→ **GIVEN REQUEST**: Pull out every line of the material below that contains the word "tire", copying each line in full.

→ **STORED DATA**:
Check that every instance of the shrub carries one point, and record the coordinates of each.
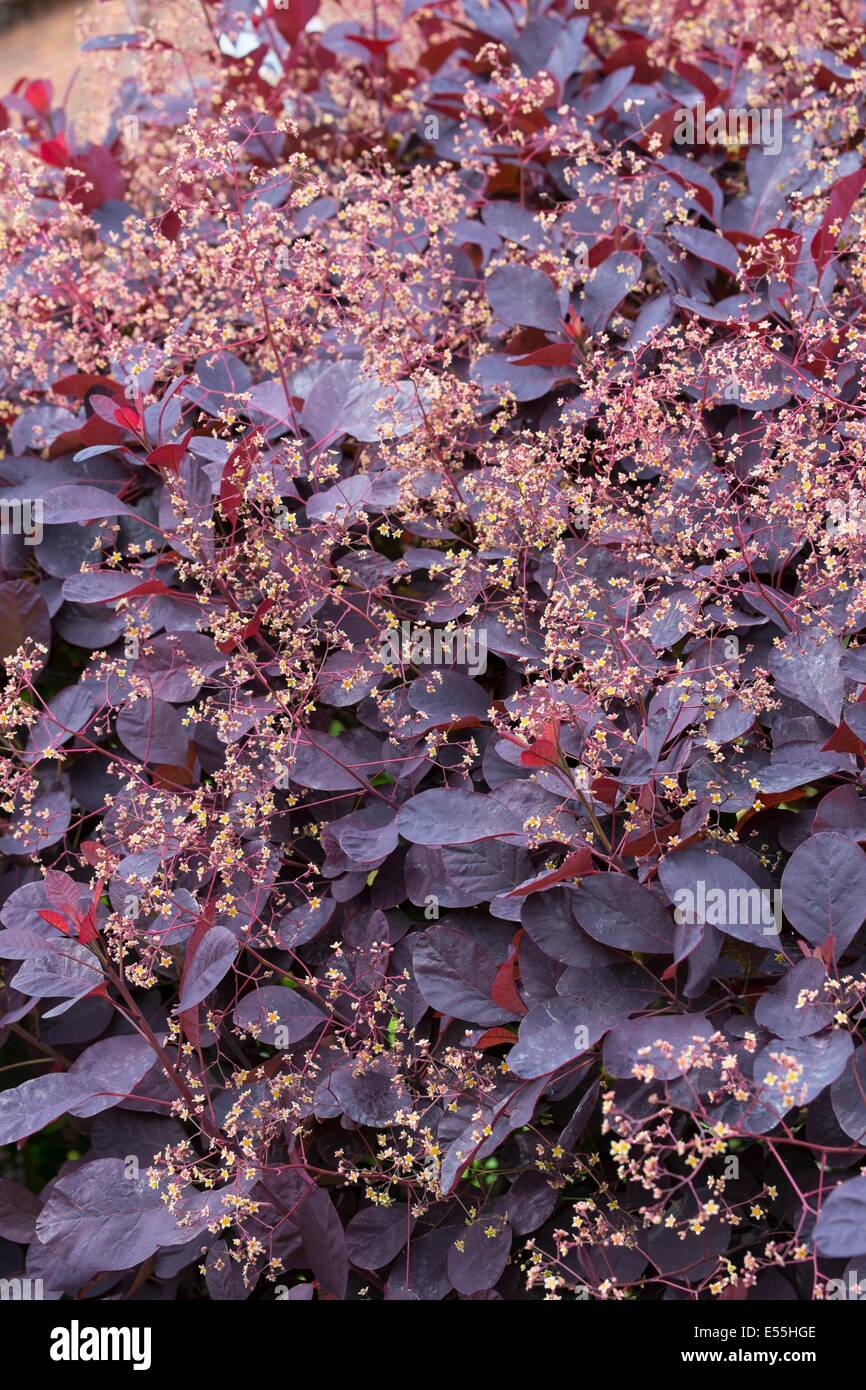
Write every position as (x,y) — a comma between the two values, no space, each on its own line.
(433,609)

...

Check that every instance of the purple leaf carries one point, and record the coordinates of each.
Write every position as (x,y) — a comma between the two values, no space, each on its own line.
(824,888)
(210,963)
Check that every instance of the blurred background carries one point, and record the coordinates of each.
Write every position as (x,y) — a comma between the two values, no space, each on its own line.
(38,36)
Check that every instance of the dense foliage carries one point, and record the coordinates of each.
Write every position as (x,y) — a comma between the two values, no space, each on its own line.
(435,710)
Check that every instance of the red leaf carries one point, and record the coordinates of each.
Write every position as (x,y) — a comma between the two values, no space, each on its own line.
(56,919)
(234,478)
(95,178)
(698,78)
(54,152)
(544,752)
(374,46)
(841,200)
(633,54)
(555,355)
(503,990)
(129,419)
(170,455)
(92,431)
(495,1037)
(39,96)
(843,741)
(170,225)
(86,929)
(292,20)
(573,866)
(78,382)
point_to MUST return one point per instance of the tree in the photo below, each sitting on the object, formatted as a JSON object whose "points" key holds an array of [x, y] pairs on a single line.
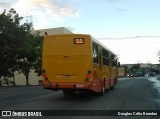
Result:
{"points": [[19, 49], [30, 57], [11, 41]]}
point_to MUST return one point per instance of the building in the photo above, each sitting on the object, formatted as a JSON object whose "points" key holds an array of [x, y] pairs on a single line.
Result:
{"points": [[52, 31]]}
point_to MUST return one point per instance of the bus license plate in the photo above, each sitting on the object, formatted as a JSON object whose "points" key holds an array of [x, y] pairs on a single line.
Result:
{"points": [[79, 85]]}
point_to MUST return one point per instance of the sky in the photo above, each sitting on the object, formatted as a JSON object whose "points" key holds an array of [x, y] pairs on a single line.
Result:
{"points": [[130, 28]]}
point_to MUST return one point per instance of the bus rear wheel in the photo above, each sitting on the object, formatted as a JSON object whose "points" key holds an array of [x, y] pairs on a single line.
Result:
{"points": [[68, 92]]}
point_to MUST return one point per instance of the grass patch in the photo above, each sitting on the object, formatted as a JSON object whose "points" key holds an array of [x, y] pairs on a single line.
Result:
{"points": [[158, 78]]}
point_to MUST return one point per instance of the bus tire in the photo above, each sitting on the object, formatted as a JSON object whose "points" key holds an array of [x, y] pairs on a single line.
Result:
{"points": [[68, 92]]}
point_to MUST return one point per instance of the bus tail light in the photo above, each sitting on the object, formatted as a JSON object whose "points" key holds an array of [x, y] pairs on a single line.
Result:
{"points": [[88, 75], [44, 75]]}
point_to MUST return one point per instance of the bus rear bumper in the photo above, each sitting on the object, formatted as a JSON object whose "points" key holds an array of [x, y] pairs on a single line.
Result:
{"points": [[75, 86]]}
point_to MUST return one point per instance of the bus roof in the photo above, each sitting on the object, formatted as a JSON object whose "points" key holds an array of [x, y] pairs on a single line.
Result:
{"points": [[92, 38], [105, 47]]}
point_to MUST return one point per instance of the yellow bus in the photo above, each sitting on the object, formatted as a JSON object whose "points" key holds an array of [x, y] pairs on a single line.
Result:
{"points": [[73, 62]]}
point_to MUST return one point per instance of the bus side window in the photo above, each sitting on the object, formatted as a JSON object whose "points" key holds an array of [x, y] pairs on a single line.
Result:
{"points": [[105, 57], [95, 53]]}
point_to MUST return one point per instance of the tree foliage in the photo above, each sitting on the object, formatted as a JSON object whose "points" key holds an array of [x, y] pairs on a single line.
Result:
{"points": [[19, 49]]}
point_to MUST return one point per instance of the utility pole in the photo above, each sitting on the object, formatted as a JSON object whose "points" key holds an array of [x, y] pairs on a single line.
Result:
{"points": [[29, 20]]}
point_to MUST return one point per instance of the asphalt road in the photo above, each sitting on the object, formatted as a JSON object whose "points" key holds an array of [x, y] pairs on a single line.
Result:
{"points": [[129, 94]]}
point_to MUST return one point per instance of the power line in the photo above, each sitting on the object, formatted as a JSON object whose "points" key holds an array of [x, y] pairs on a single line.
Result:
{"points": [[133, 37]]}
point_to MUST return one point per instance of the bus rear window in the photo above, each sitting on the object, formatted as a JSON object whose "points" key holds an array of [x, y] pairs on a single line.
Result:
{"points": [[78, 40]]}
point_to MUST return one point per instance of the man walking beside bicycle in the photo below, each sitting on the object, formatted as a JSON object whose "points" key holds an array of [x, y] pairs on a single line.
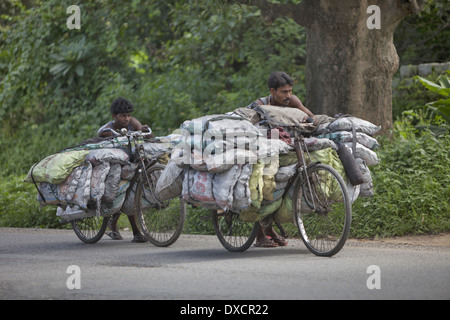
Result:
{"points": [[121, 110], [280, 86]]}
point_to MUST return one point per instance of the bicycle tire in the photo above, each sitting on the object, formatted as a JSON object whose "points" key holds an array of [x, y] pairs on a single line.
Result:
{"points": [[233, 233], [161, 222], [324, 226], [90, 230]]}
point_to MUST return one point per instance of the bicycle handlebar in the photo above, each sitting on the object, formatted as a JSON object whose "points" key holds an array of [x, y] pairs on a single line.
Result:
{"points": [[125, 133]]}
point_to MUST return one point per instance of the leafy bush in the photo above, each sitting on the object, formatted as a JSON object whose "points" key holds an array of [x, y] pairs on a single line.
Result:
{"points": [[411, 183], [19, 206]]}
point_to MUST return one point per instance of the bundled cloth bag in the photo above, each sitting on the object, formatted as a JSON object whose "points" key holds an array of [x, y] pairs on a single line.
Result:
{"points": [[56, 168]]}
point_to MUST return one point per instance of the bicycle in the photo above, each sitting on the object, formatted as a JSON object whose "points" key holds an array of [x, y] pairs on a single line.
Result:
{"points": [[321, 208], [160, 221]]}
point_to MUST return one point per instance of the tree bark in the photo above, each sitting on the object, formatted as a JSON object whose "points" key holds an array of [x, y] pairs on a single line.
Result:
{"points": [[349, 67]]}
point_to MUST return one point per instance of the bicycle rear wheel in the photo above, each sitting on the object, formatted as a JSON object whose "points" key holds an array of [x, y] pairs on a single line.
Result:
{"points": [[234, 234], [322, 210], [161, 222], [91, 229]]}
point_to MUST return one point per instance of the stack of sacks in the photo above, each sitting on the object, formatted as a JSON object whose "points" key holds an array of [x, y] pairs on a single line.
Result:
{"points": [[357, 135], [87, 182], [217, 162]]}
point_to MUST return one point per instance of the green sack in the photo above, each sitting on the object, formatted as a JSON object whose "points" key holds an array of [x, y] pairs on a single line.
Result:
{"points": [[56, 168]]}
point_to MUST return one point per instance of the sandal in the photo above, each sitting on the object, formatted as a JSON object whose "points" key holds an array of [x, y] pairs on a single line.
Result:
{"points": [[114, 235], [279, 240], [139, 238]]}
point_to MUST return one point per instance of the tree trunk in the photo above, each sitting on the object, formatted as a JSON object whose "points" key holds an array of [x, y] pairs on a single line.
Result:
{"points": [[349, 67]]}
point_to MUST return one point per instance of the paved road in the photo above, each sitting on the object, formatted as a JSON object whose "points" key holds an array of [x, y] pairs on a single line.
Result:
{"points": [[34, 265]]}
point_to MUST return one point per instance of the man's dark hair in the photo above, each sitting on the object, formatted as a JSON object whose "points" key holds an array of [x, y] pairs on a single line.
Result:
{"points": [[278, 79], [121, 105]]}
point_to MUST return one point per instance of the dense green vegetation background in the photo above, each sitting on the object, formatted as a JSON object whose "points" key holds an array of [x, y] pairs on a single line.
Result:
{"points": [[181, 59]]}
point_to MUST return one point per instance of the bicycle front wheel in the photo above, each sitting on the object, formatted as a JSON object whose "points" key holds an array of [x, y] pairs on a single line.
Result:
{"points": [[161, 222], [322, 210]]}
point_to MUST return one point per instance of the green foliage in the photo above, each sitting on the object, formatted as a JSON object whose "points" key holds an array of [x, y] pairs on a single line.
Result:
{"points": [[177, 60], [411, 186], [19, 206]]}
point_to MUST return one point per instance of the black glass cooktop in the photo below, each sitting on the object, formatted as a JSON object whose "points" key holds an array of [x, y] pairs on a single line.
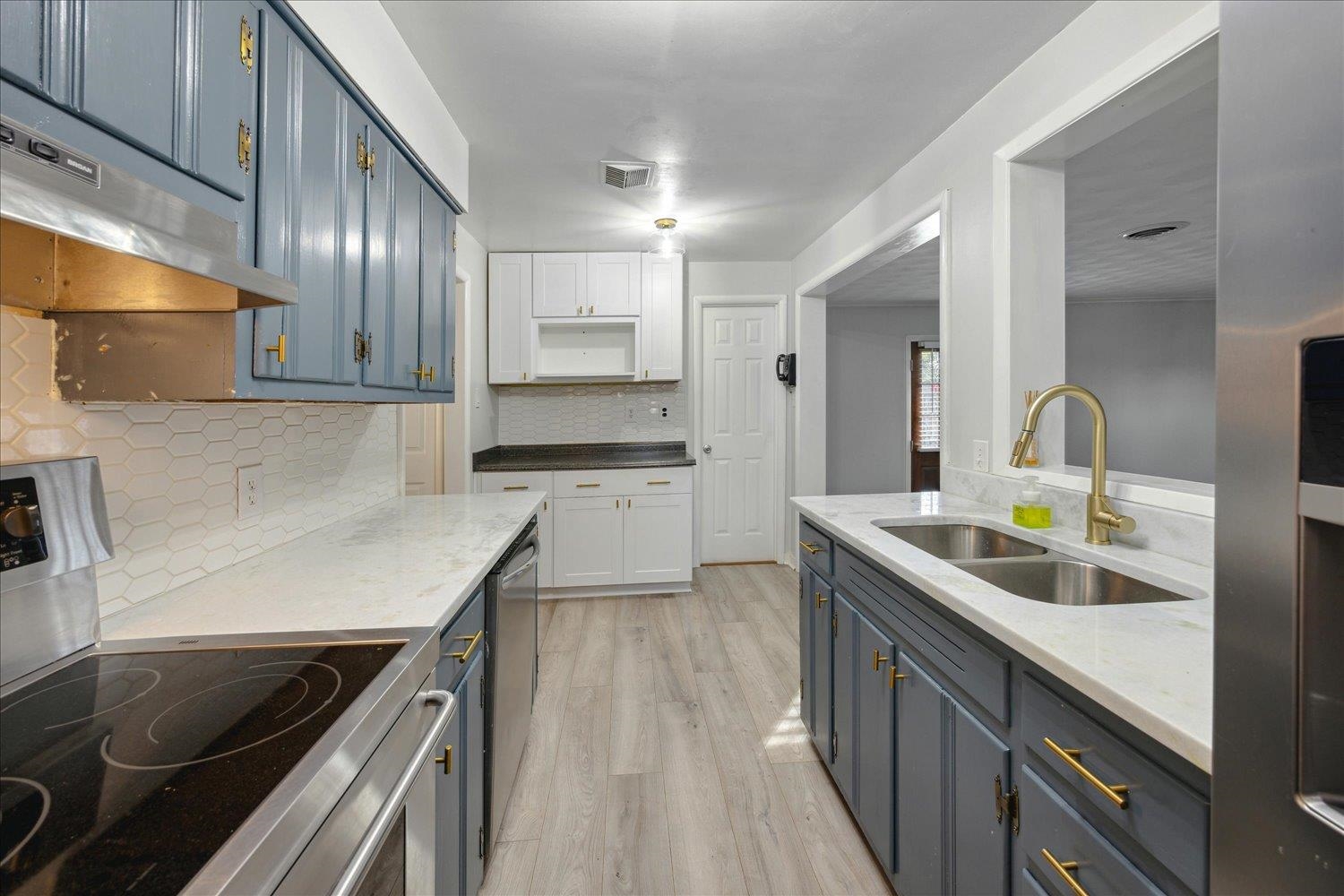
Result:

→ **EXPECTED ANSWER**:
point_to MUST return one point per instance of the bus tire in the photo above, each sitting on the object, formatted as a JSON object whose "points" key holds an array of [x, y] pairs on a single line.
point_to MUST return one point per instance of the bicycle tire in the photo above, each sitting on the object, formatted as a JSON object whose "points" key holds an array of [x, y] pairs on a single line.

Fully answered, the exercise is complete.